Work order: Your copy of the listing should match it exactly, only without pictures.

· · · · ·

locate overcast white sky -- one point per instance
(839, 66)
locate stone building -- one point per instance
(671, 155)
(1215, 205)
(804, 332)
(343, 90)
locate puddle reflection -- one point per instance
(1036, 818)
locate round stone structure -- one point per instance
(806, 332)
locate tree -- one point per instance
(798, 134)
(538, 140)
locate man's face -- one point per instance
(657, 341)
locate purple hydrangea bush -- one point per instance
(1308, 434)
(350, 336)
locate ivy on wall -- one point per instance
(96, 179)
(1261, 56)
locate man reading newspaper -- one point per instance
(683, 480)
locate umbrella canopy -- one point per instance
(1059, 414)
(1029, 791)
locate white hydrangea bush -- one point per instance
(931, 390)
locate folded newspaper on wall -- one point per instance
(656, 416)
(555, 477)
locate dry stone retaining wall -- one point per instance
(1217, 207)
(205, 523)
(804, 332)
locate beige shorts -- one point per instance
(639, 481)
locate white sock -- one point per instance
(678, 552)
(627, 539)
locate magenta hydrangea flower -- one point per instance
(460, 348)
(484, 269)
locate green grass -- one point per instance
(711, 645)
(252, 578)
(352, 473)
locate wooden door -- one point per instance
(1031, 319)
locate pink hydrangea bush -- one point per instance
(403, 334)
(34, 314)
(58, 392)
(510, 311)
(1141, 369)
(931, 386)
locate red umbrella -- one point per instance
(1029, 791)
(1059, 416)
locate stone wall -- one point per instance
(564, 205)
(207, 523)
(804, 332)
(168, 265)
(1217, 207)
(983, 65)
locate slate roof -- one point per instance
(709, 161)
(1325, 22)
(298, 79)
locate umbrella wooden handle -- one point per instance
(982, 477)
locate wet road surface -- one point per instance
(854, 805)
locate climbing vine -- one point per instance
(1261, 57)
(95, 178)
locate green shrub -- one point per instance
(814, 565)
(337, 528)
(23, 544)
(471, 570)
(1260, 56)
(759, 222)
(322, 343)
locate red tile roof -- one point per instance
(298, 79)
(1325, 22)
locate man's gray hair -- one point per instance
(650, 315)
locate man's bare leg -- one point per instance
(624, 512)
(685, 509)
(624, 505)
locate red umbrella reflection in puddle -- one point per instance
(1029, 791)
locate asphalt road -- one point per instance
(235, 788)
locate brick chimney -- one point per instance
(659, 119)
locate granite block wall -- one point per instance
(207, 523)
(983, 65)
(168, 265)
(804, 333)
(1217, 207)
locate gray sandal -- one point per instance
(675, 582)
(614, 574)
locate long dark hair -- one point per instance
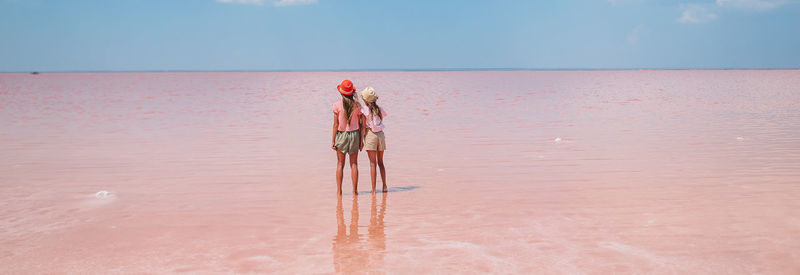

· · · · ·

Answer section:
locate overcast white sky -- one point per instance
(839, 66)
locate stone building -- one point per instance
(671, 155)
(1215, 205)
(804, 332)
(343, 90)
locate puddle reflection -- one point per instance
(1036, 818)
locate round stone structure -- one point per instance
(806, 332)
locate tree -- one point per instance
(798, 134)
(538, 140)
locate man's face -- one point per instance
(657, 341)
locate purple hydrangea bush -- one point per instance
(1308, 434)
(350, 336)
locate ivy on wall -- one point per instance
(96, 179)
(1261, 56)
locate man reading newspaper -- one point per instance
(683, 480)
locate umbrella canopy -- one point per instance
(1059, 414)
(1029, 791)
locate white hydrangea bush -- one point per instance
(931, 390)
locate folded newspaper on wall -- one point per instance
(656, 416)
(555, 477)
locate dry stone retaining wall -- one point per instance
(1217, 207)
(205, 523)
(804, 332)
locate beige shorts -- one point per instance
(639, 481)
locate white sock -- one point per instance
(678, 552)
(627, 539)
locate magenta hydrangea flower -- one point per instance
(460, 348)
(484, 269)
locate green grass -- one point per instance
(711, 645)
(252, 578)
(352, 473)
locate wooden door -- one point per instance
(1031, 319)
locate pink hydrangea bush -- one point per instance
(403, 334)
(34, 314)
(58, 392)
(510, 311)
(1141, 369)
(931, 386)
locate red umbrella -- one point per instance
(1029, 791)
(1059, 416)
locate stone wall -- one point per instance
(564, 205)
(207, 523)
(804, 332)
(168, 265)
(1217, 207)
(983, 65)
locate slate roof -- one point per instance
(709, 161)
(1325, 22)
(298, 79)
locate umbrella wooden handle -- one point per instance
(982, 477)
locate wet road surface -- one point per instance
(854, 805)
locate climbing vine -- one point per instance
(1261, 57)
(95, 178)
locate green shrub -- one point per instance
(814, 565)
(337, 528)
(23, 544)
(471, 570)
(1260, 56)
(759, 222)
(322, 343)
locate red tile roof -- one point per instance
(298, 79)
(1325, 22)
locate man's gray hair -- one point per instance
(650, 315)
locate man's bare leg -- one point per instance
(624, 512)
(685, 509)
(624, 505)
locate red umbrella reflection in puddle -- one point per instance
(1029, 791)
locate asphalt road -- one point per instance
(235, 788)
locate brick chimney -- one point per instance
(659, 119)
locate granite block wall -- one point per instance
(207, 523)
(983, 65)
(168, 265)
(804, 333)
(1217, 207)
locate gray sandal -- one point per instance
(675, 582)
(614, 574)
locate long dark hair -- one point per instance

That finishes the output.